Extracted information: Begin

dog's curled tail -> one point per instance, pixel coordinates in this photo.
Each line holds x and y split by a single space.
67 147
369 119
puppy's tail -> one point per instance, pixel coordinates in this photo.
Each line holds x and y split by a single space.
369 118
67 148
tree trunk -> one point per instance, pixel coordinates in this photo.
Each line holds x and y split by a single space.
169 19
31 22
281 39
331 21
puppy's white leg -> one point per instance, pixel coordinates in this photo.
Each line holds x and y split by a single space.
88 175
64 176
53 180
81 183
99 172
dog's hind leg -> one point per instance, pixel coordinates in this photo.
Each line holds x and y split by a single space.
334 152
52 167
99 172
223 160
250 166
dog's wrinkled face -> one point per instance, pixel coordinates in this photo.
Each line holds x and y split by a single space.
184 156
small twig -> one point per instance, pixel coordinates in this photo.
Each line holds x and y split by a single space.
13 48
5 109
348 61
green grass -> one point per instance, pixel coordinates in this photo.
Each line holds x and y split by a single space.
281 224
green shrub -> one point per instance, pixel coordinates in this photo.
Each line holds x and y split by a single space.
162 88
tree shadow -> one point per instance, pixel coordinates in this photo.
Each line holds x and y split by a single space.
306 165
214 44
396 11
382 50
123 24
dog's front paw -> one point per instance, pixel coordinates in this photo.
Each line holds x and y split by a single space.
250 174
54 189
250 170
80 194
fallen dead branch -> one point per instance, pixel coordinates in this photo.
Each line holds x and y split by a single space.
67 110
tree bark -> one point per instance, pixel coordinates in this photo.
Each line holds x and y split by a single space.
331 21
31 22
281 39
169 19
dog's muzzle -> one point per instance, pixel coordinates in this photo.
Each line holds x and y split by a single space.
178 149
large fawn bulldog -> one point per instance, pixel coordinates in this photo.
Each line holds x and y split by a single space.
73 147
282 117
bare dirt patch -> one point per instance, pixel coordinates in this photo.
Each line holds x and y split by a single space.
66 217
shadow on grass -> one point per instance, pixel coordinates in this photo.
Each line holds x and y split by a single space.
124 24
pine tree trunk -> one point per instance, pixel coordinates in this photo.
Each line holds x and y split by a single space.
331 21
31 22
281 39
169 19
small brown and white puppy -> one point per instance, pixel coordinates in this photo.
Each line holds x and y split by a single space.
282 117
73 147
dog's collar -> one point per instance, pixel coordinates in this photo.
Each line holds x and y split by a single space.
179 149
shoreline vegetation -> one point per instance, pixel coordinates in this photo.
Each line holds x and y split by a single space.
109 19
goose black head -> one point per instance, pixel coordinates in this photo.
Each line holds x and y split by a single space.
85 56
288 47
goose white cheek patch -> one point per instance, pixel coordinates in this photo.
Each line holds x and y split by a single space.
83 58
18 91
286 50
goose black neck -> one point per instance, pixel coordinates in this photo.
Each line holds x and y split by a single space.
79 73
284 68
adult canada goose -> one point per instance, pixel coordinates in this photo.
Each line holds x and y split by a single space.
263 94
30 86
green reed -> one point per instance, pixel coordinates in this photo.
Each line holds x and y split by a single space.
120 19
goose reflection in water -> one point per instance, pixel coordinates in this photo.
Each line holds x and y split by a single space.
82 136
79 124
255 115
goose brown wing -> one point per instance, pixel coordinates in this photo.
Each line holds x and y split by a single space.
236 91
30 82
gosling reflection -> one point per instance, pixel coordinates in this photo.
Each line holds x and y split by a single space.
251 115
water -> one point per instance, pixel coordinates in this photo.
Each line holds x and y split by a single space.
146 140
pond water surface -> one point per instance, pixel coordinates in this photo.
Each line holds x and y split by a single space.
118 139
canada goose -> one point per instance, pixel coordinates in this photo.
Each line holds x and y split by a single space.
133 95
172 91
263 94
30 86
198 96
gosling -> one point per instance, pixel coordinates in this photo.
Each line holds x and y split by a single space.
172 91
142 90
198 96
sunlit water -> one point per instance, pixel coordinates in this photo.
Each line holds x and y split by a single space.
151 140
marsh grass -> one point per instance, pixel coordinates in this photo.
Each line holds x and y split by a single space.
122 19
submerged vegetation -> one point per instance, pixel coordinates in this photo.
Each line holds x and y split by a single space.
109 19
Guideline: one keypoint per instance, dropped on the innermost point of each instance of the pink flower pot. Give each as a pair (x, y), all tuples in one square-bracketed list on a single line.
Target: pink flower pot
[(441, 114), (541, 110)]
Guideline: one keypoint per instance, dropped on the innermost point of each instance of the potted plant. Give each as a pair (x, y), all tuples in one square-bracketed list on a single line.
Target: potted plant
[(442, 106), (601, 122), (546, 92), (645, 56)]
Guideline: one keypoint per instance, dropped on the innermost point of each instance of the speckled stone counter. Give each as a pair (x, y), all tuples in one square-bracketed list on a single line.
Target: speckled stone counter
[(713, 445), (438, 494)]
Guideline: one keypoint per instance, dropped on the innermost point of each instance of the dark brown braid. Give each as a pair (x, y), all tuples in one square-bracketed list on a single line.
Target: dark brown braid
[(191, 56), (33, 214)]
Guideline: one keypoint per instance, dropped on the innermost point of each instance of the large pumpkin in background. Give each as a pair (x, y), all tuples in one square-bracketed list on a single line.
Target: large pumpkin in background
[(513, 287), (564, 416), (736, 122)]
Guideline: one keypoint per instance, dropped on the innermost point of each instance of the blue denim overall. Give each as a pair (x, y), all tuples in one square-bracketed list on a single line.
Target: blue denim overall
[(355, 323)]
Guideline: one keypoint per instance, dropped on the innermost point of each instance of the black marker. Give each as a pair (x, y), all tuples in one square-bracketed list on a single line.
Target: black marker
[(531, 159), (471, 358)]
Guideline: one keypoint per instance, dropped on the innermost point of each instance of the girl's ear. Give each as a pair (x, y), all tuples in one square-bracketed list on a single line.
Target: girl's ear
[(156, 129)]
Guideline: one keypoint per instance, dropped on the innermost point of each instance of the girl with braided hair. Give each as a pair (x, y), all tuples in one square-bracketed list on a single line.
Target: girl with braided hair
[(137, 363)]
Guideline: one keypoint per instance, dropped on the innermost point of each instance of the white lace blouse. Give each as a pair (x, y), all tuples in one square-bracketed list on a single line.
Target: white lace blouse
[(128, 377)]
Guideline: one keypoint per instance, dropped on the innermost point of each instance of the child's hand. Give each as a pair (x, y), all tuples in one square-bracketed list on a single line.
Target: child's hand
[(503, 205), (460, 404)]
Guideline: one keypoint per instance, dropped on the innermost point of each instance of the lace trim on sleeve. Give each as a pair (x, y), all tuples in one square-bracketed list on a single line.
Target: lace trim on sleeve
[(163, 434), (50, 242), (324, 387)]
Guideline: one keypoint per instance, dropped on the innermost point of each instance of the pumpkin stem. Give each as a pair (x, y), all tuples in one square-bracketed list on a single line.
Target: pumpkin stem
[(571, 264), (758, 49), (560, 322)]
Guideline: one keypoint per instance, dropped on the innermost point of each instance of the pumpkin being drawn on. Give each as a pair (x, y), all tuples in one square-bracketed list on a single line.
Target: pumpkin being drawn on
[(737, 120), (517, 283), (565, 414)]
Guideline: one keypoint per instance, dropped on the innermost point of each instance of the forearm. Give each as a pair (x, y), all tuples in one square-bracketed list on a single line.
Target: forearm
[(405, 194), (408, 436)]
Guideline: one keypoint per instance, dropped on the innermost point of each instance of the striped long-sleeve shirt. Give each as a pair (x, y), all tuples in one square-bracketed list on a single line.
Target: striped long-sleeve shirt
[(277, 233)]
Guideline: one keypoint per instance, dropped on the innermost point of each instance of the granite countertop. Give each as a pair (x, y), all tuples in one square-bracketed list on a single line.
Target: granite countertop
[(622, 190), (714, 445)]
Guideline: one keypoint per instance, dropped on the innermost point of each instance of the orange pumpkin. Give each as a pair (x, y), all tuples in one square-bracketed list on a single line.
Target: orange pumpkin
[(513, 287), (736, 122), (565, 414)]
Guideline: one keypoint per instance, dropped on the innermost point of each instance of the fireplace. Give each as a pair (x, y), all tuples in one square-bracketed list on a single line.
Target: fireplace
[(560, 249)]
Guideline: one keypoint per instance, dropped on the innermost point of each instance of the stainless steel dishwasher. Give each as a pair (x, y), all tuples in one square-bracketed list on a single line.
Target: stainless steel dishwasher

Extracted information: End

» **How to complete this task**
For the word "stainless", work out how many lines of the entries contain it, and state the number alone.

» **Answer area**
2